## EXERCISE OBJECTIVE
The records below must be duplicated exactly, character for character.

Collection entries

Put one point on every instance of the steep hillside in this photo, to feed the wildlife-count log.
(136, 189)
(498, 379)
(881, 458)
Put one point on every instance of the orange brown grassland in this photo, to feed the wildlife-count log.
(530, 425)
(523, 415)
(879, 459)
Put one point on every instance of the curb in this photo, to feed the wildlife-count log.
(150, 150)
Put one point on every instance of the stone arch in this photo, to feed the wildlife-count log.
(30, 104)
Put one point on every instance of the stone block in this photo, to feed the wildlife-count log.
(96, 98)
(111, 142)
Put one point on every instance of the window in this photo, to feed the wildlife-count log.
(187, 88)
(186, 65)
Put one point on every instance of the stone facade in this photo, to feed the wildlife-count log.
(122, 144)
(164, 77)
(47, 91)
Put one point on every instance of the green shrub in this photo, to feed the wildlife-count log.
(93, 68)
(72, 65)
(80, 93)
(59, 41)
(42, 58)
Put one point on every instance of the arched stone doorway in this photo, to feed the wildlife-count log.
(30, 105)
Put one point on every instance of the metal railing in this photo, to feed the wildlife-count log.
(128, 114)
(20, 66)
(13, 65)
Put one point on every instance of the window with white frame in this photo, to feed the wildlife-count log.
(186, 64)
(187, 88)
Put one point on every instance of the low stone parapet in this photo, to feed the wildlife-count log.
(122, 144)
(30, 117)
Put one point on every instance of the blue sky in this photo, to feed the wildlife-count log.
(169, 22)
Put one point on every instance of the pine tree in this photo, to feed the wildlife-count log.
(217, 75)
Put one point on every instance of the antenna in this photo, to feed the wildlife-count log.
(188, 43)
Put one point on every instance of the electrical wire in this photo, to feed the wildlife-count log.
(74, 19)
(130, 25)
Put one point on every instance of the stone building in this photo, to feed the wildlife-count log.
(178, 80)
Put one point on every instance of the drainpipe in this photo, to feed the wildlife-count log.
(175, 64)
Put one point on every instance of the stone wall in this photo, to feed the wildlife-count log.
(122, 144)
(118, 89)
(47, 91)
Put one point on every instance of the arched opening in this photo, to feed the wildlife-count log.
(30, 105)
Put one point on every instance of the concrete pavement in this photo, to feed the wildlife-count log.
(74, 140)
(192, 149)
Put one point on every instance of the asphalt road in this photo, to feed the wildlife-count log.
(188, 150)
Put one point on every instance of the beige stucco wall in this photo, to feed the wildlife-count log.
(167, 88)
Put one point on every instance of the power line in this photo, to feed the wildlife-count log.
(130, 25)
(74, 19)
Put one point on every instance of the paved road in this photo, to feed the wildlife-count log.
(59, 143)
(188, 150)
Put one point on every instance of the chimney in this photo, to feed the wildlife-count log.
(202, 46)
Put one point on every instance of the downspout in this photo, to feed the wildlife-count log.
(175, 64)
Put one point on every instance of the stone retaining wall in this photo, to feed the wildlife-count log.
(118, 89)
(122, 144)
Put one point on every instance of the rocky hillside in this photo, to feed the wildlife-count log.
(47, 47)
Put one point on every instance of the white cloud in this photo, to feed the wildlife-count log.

## OUTPUT
Put one point on every instance of the steep hillside in this photo, to feed the wildlife-count log.
(136, 189)
(498, 379)
(881, 458)
Put one point on every instance of the orange brown grassland in this photo, to feed the wildlife-count log.
(530, 425)
(523, 415)
(879, 459)
Put one point on every instance of the curb in this photo, to feed the wildlife-count log.
(150, 150)
Put one point on every instance of the stone arch in this photo, to feed the wildlife-count log.
(30, 104)
Put one point on every instance of the stone block in this photo, to feed the wildlife-count log.
(96, 98)
(111, 142)
Put one point on every instance of the window in this photo, to feed the wildlife-count log.
(187, 88)
(186, 65)
Put one point on every instance of the stone facade in this photo, to feed the wildlife-count log.
(122, 144)
(164, 77)
(47, 91)
Put one point on every instance of the green shrub in this photo, to feed the wildlife-count log.
(93, 68)
(72, 65)
(80, 93)
(59, 41)
(42, 58)
Put one point on every instance of the arched stone doorway in this photo, to feed the wildlife-count log.
(30, 105)
Put one point on every instance of the metal railing in this photo, to feed the wildlife-count log.
(128, 114)
(20, 66)
(13, 65)
Put one point on every instance of the window with white frame in this photo, to feed the wildlife-count log.
(186, 64)
(187, 88)
Put one point on every instance of the low stone parapet in this photo, to feed the wildlife-count log.
(122, 144)
(30, 117)
Put one point on every instance of the blue sky in this photo, to feed the wildlife-count log.
(169, 22)
Put one point on every instance of the pine tree in this photo, to feed the wildlife-count log.
(217, 75)
Put one point on every instance of the antenna in this photo, to feed the wildlife-count log.
(188, 43)
Put one point on every instance of the electrical wire in this photo, to feed the wildlife-count log.
(74, 19)
(130, 25)
Put one point on every instance of the stone building in this photo, to feed the wildlife-count log.
(178, 80)
Put one point on every instance of the drainpipe in this photo, to feed the wildlife-count log.
(175, 64)
Put one point on every instance of the stone wall in this photo, to feed the wildlife-count log.
(122, 144)
(118, 89)
(47, 91)
Put one point on every instance of the arched opening in this photo, to feed the wildlife-count log.
(30, 105)
Put one point on every instance of the concrete pavement in this photo, to feed the wildlife-count log.
(74, 140)
(192, 149)
Put one point on every instance of the asphalt road in this photo, to feed the wildlife-count log.
(188, 150)
Put one point on every instance of the beige stucco wall in this photo, to feed the wildlife-count log.
(167, 88)
Put one point on every instance of the power line in this photo, to feed the wildlife-count log.
(130, 25)
(74, 19)
Put one point on every instance of the paved road in this photo, to feed the wildlife-count log.
(59, 143)
(188, 150)
Put one point on every instance of the chimney in this photo, to feed the wildlife-count log.
(202, 46)
Put one point on every instance of the downspout in this photo, to feed the wildlife-count log.
(175, 64)
Put one point on every instance of the stone retaining wall in this photo, to feed the wildlife-count log.
(118, 89)
(122, 144)
Put one point on every instance of the rocky hillside in this photo, to feed the wildlife-count log.
(47, 47)
Put one point on every instance of the white cloud in this photo, to feed the wildlife-count log.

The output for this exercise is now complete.